◆ **Instructions for the task**
Copy every line in the records below that contains the word "sneaker".

◆ **Region pointing data**
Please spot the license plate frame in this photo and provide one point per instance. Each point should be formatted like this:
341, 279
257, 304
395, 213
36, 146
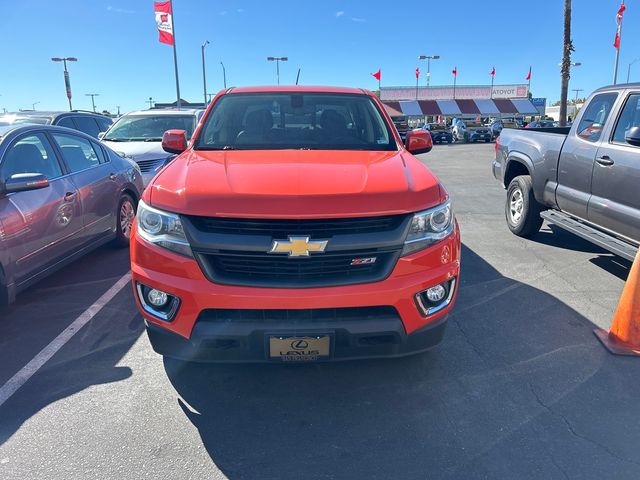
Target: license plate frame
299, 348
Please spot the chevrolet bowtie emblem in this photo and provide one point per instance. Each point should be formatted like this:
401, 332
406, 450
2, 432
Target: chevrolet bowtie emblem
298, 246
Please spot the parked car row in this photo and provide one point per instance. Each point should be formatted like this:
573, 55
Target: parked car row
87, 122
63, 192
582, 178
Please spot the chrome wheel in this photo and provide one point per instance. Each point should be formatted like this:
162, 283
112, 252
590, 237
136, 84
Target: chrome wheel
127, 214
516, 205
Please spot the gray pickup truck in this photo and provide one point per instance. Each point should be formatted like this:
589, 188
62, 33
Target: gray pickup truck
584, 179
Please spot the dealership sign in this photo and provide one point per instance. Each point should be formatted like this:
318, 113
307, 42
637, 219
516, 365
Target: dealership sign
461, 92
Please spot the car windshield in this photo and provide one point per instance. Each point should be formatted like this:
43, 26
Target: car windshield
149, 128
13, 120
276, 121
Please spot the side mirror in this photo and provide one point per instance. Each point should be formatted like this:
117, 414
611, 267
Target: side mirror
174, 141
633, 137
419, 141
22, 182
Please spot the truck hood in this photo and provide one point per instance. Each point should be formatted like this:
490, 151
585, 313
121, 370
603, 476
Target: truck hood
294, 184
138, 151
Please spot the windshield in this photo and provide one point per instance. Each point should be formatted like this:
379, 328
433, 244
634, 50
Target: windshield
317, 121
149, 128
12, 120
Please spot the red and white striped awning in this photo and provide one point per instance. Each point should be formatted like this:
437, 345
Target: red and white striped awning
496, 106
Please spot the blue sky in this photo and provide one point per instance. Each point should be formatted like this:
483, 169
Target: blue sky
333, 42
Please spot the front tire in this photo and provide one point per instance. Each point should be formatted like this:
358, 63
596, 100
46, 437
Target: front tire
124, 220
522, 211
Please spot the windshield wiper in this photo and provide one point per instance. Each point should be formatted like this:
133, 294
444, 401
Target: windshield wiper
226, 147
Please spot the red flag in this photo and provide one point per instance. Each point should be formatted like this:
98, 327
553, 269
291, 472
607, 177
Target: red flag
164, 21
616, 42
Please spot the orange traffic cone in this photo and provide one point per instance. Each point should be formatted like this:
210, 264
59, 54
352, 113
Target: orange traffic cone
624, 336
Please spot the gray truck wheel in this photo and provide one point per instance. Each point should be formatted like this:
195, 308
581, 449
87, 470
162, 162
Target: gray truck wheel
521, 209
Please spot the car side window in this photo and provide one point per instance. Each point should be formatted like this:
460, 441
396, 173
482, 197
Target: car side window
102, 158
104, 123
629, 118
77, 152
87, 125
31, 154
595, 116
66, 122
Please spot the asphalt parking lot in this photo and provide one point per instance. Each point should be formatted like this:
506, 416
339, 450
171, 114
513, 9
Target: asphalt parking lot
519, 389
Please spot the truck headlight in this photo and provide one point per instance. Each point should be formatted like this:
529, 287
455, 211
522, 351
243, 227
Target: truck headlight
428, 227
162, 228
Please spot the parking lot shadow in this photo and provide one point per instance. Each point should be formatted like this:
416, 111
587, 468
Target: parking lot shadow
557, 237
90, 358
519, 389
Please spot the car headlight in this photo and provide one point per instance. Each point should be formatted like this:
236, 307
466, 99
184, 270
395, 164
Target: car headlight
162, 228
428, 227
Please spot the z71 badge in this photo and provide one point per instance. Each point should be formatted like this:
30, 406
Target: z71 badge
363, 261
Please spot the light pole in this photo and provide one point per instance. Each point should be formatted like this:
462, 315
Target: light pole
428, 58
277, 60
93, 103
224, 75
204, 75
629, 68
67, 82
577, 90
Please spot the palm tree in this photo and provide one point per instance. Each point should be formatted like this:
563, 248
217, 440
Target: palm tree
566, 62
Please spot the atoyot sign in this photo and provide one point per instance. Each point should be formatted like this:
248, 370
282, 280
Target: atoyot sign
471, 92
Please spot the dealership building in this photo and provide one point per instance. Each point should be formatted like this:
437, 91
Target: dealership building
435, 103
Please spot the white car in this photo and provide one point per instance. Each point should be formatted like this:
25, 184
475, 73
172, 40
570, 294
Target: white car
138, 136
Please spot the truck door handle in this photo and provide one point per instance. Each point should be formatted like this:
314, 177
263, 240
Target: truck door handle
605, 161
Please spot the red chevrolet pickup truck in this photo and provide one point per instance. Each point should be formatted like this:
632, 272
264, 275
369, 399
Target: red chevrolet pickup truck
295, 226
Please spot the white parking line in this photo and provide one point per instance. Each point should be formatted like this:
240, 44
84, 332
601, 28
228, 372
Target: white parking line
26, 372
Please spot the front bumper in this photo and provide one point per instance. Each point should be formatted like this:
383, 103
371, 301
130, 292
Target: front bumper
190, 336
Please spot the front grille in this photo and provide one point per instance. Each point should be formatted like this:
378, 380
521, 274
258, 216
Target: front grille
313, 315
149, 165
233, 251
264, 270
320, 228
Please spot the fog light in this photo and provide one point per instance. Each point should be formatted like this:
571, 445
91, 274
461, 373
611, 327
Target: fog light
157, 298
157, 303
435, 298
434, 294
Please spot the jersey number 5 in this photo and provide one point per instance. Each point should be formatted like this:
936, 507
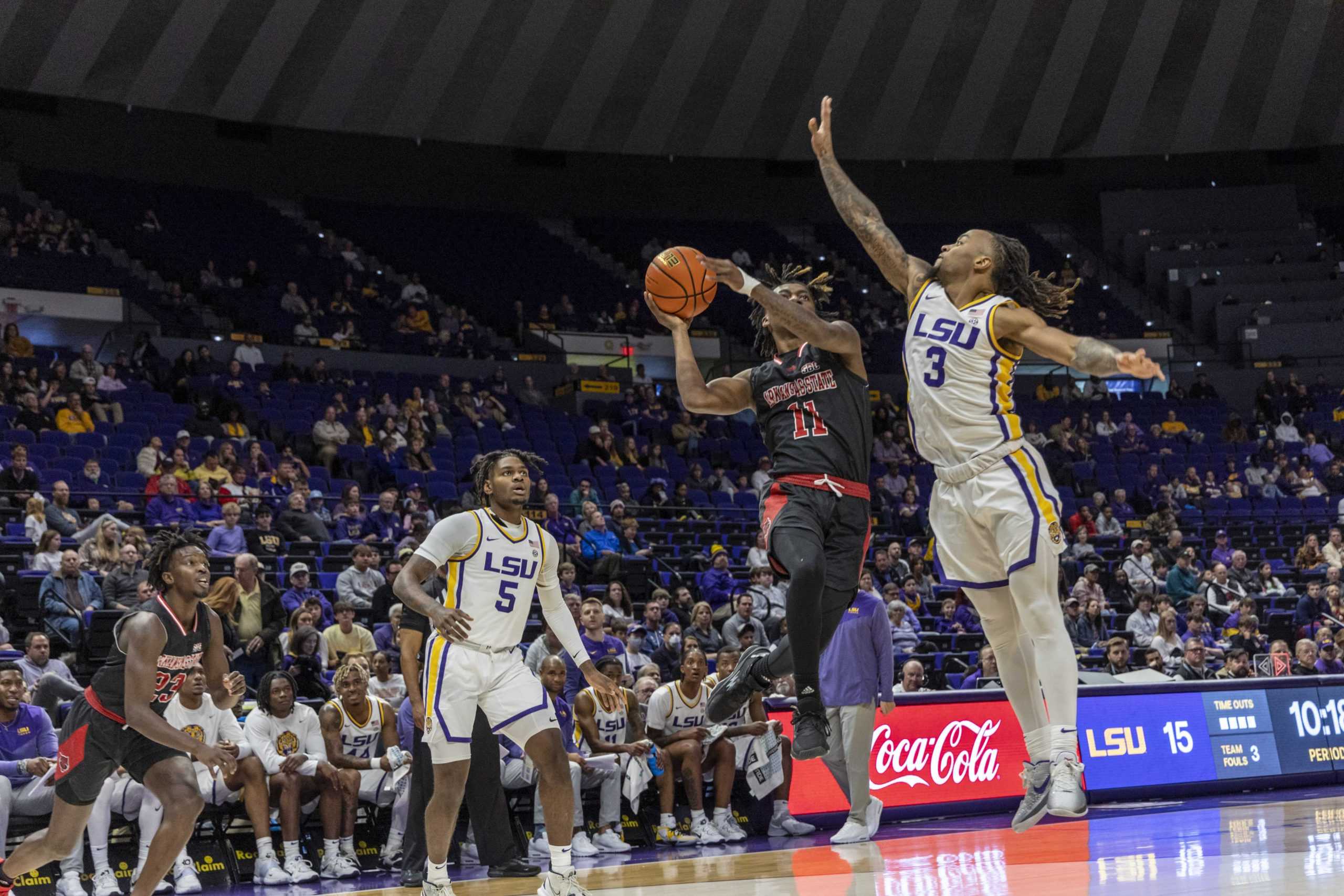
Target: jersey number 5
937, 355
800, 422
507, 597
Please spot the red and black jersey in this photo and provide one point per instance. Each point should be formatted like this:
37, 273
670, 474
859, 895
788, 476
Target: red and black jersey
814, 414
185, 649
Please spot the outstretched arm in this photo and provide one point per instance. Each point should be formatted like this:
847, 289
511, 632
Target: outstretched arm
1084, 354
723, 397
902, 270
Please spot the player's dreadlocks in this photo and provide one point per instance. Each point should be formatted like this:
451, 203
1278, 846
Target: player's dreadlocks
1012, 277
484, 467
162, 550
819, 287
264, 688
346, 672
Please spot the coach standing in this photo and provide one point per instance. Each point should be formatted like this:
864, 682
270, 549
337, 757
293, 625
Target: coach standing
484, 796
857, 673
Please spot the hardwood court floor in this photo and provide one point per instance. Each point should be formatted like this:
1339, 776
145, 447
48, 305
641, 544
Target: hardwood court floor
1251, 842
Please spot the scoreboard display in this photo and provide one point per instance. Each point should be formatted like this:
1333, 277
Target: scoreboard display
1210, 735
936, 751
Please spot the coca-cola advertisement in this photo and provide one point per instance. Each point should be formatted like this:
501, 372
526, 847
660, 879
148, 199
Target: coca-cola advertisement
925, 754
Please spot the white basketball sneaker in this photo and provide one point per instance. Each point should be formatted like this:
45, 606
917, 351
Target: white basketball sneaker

◆ **Answer space**
Please spot the white basketball sneaker in this photo and provide one point per instance. Each point should be formatted like this:
Target: white basketball sneaker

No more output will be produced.